[Requirement]: Switch each "tree branch" to "branch" throughout the records below and write them out again with nothing else altered. Omit the pictures from your answer.

(Image segmentation entries)

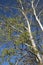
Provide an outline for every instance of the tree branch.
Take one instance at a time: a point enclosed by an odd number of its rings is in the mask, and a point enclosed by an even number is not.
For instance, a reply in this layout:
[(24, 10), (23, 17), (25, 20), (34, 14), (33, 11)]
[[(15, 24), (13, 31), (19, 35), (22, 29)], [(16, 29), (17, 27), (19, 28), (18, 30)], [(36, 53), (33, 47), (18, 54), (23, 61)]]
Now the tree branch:
[(40, 20), (38, 19), (38, 16), (36, 15), (35, 7), (34, 7), (34, 5), (33, 5), (34, 2), (32, 1), (31, 3), (32, 3), (32, 9), (33, 9), (33, 13), (34, 13), (34, 15), (35, 15), (35, 18), (36, 18), (36, 20), (37, 20), (37, 22), (38, 22), (38, 24), (39, 24), (41, 30), (43, 31), (43, 26), (42, 26)]
[[(22, 1), (21, 1), (21, 2), (22, 2)], [(20, 2), (20, 3), (21, 3), (21, 2)], [(33, 7), (33, 4), (32, 4), (32, 7)], [(22, 6), (22, 8), (23, 8), (23, 6)], [(23, 10), (24, 10), (24, 9), (23, 9)], [(27, 16), (26, 16), (25, 12), (24, 12), (23, 10), (22, 10), (21, 12), (22, 12), (22, 14), (24, 15), (24, 17), (25, 17), (25, 19), (26, 19), (26, 22), (27, 22), (27, 25), (28, 25), (28, 32), (29, 32), (29, 34), (30, 34), (30, 39), (31, 39), (31, 42), (32, 42), (33, 49), (34, 49), (35, 51), (37, 51), (36, 44), (35, 44), (35, 42), (34, 42), (34, 39), (33, 39), (32, 33), (31, 33), (31, 28), (30, 28), (29, 20), (28, 20), (28, 18), (27, 18)], [(37, 55), (37, 57), (39, 58), (39, 60), (40, 60), (40, 62), (41, 62), (41, 57), (40, 57), (39, 52), (38, 52), (36, 55)]]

[Task answer]:
Provide an outline for every instance of the branch.
Take one instance at a time: a point enclosed by an odd number of its rings is in the mask, and a point enclosed by an even number is not.
For instance, a reply in this layout:
[(24, 10), (23, 17), (25, 20), (34, 14), (33, 11)]
[[(15, 24), (13, 31), (19, 35), (22, 29)], [(16, 29), (17, 27), (19, 28), (18, 30)], [(36, 53), (33, 47), (18, 54), (23, 61)]]
Now the branch:
[(40, 20), (38, 19), (38, 16), (36, 15), (35, 7), (34, 7), (34, 5), (33, 5), (34, 2), (32, 1), (31, 3), (32, 3), (32, 9), (33, 9), (33, 13), (34, 13), (34, 15), (35, 15), (35, 18), (36, 18), (36, 20), (37, 20), (37, 22), (38, 22), (38, 24), (39, 24), (41, 30), (43, 31), (43, 26), (42, 26)]
[[(22, 1), (21, 1), (21, 2), (22, 2)], [(20, 2), (20, 3), (21, 3), (21, 2)], [(33, 7), (33, 4), (32, 4), (32, 7)], [(22, 6), (22, 8), (23, 8), (23, 6)], [(23, 10), (24, 10), (24, 9), (23, 9)], [(27, 16), (26, 16), (25, 12), (24, 12), (23, 10), (22, 10), (21, 12), (22, 12), (22, 14), (24, 15), (24, 17), (25, 17), (25, 19), (26, 19), (26, 22), (27, 22), (27, 25), (28, 25), (28, 32), (29, 32), (29, 34), (30, 34), (30, 39), (31, 39), (31, 42), (32, 42), (33, 49), (34, 49), (35, 51), (37, 51), (36, 44), (35, 44), (35, 42), (34, 42), (34, 39), (33, 39), (32, 33), (31, 33), (31, 28), (30, 28), (29, 20), (28, 20), (28, 18), (27, 18)], [(37, 55), (37, 57), (39, 58), (39, 60), (40, 60), (40, 62), (41, 62), (41, 57), (40, 57), (39, 52), (38, 52), (36, 55)]]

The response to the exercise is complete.